▶ **Passage shown**
Fig. 2: Patterns of the simulation study.

a True log-scale mean expression levels for each cell type α + β. Each row represents a gene, and each column corresponds to a cell type. The intrinsic genes that are differentially expressed between cell types can have high, medium high, median low or low expression levels. b True batch effects. Each row represents a gene, and each column corresponds to a batch. c True underlying expression levels X. Each row represents a gene, and each column corresponds to a cell. The upper color bar indicates the batches, and the lower color bar represents the cell types. There are a total of 3000 genes. The sample sizes for each batch are 300, 300, 200, and 200, respectively. d The simulated observed data Y. The overall dropout rate is 27.3%, whereas the overall zero rate is 50.8%. e The BIC plot. The BIC attains the minimum at K = 5, identifying the true cell type number. f The estimated log-scale mean expression levels for each cell type \(\widehat{{\boldsymbol{\alpha }}}+\widehat{{\boldsymbol{\beta }}}\). g Estimated batch effects. h Imputed expression levels \(\widehat{{\bf{X}}}\). i Corrected count data \(\widetilde{{\bf{X}}}\) grouped by batches. j Scatter plot of the estimated versus the true cell-specific size factors.

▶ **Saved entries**
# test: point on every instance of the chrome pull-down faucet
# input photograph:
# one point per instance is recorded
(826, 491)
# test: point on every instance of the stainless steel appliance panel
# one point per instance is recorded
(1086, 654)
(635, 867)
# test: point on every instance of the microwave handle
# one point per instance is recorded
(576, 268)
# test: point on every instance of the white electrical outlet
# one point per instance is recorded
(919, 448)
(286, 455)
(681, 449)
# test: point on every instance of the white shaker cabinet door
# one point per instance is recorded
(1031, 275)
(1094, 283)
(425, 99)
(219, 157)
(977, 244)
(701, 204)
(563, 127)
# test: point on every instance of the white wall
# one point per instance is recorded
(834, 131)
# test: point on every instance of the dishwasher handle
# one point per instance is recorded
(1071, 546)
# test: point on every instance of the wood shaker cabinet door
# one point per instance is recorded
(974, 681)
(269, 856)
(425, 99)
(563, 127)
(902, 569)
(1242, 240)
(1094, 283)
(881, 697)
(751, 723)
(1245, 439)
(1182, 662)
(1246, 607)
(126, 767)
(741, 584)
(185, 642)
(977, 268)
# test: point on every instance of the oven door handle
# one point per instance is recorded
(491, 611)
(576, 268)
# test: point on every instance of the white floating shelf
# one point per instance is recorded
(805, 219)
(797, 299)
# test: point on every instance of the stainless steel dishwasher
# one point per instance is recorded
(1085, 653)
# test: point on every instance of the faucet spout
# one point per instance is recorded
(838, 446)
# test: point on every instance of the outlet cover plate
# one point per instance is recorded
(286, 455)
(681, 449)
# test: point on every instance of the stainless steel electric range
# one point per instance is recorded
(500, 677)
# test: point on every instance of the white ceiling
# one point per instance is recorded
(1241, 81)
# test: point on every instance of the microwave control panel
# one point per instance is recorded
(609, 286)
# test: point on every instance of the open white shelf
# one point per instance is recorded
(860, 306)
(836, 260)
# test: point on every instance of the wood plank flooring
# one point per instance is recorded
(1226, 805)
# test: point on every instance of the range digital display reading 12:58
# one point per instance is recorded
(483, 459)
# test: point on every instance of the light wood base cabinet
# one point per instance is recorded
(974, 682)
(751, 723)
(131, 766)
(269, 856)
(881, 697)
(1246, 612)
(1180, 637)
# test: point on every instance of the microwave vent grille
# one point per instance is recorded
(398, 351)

▶ **Set of tasks**
1. In the simulation study caption, what is the overall zero rate of the simulated observed data Y?
2. Based on the simulation study caption, why is K = 5 taken as the cell type number?
3. List every batch sample size stated in the simulation study caption, in the order given.

▶ **Task results**
1. 50.8%

2. The BIC reaches its minimum at K = 5. That minimum identifies the true cell type number.

3. 300, 300, 200, 200